_Parts of the exercise_.
#1 Write out the part of the letters about hospital protests that begins at the words "They should willingly" and stops after "a COVID-19 infection.".
#2 Go on with the letters about protests at hospitals, starting right after their final sentence.

Boiled down, people have two choices: vaccinate or incubate.

There is an irony about protesting at hospitals when medical staff inside are at wit’s end trying to save the many lives of the unvaccinated who surrendered their choices and freedoms to the virus.

Brent Tilson
Mill Bay

Protesters, put your lives on the line

After Wednesday’s disgusting protests at hospitals across Canada, the time is right to ask all those people who saw fit to harass Canada’s most valuable and treasured health-care workers, to put both their money, and lives, where their misguided beliefs have taken them.

They should willingly sign a legally binding document that clearly states they have been offered a COVID-19 vaccination and have of their own free will turned it down.

They should further agree that should they become infected by the COVID-19 virus, at any time over the next 12 months, and require hospitalization, they understand that they will not be admitted ahead of any other patient who has done their best to protect themselves and society by taking a COVID-19 vaccination.

They will accept responsibility for paying 10 per cent of all medical expenses related to any hospitalization they may require to treat a COVID-19 infection.

_Information supplied_.
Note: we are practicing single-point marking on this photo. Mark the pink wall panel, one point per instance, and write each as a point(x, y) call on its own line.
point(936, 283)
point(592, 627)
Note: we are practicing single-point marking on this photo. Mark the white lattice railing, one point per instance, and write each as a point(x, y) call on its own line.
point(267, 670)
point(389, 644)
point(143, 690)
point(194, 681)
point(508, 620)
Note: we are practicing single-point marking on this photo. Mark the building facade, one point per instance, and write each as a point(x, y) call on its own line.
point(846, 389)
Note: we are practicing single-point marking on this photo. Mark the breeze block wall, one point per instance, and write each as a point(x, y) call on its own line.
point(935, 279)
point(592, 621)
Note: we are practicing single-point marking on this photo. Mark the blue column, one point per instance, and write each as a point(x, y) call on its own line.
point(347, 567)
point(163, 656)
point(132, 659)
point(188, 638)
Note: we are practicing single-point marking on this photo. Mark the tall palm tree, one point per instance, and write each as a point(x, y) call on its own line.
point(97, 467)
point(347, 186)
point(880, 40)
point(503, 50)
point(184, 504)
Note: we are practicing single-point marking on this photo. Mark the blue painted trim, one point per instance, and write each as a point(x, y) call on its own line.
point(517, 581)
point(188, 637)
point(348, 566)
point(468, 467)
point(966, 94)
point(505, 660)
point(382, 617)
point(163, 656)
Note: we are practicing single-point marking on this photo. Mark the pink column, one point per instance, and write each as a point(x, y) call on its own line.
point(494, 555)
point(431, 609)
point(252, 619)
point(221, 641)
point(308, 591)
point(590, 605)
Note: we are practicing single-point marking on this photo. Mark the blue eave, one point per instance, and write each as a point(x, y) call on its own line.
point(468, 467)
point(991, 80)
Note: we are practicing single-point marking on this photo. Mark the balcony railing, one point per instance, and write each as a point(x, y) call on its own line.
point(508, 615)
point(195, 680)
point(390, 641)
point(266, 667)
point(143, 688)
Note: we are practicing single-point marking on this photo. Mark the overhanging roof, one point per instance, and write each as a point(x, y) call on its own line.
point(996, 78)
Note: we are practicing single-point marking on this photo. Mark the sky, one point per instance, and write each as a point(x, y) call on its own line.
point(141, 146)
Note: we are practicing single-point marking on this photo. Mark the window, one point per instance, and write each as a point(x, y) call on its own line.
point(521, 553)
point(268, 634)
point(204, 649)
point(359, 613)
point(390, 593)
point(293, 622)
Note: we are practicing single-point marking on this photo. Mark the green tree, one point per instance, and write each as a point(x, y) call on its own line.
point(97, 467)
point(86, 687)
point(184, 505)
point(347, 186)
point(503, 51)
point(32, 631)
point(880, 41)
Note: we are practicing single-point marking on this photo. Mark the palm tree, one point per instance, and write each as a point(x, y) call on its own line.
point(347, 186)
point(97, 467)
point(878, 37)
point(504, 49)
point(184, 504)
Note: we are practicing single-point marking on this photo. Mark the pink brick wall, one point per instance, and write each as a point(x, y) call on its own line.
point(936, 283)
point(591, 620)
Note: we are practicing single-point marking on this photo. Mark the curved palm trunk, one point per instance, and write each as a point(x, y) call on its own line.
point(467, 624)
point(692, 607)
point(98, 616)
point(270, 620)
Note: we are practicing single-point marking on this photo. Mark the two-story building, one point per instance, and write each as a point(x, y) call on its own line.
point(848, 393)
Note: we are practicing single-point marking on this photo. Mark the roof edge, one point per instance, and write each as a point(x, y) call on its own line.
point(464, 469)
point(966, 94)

_Answer section_.
#1
They should willingly sign a legally binding document that clearly states they have been offered a COVID-19 vaccination and have of their own free will turned it down.

They should further agree that should they become infected by the COVID-19 virus, at any time over the next 12 months, and require hospitalization, they understand that they will not be admitted ahead of any other patient who has done their best to protect themselves and society by taking a COVID-19 vaccination.

They will accept responsibility for paying 10 per cent of all medical expenses related to any hospitalization they may require to treat a COVID-19 infection.

#2
I would also like to suggest we return to a daily 7 p.m. show of appreciation for all of our health-care professionals.

Bruce Cline
Victoria

When it is stupid, let’s call it that

I am sick and tired of the notion that all opinions have validity and must be considered in a considerate way. As a society, we abhor racism, and have no qualms about calling it out at the mere whiff of its existence.

Yet we quietly indulge stupid people who spout ridiculous arguments about why the steps being taken to stamp out a worldwide pandemic are stupid.

Stop it! When the morons gather and prevent patients from entering hospitals it is time to be blunt in calling out stupidity for what it is — STUPID!

Richard Mackenzie
Saanich

Nobody is forcing anybody to do anything

Here’s the thing about these “vaccine passports” — nobody is forcing anybody to do anything, so protesters should chill out and go home.

We are all free to not get vaccinated. If we choose to not get vaccinated we put others at risk, particularly the elderly, unvaccinated children and those with compromised immune systems.

Medical professionals and the government are free to protect those people who are at risk. The protection they have chosen is a vaccine passport app that, if done correctly, will not breach any medical privacy regulations.

It is an app that lets you “tap” your mobile device close to a device held by the service provider, just like contactless payment. If done correctly, and I suspect that it is, no medical information is exposed by the transaction.

The question is a generic “Is this person approved for entry? Yes or No.” If your medical record includes a record of vaccination or a doctor-ordered medical exemption, the response is Yes. If not, the response is No. Neither device knows the reason for the response.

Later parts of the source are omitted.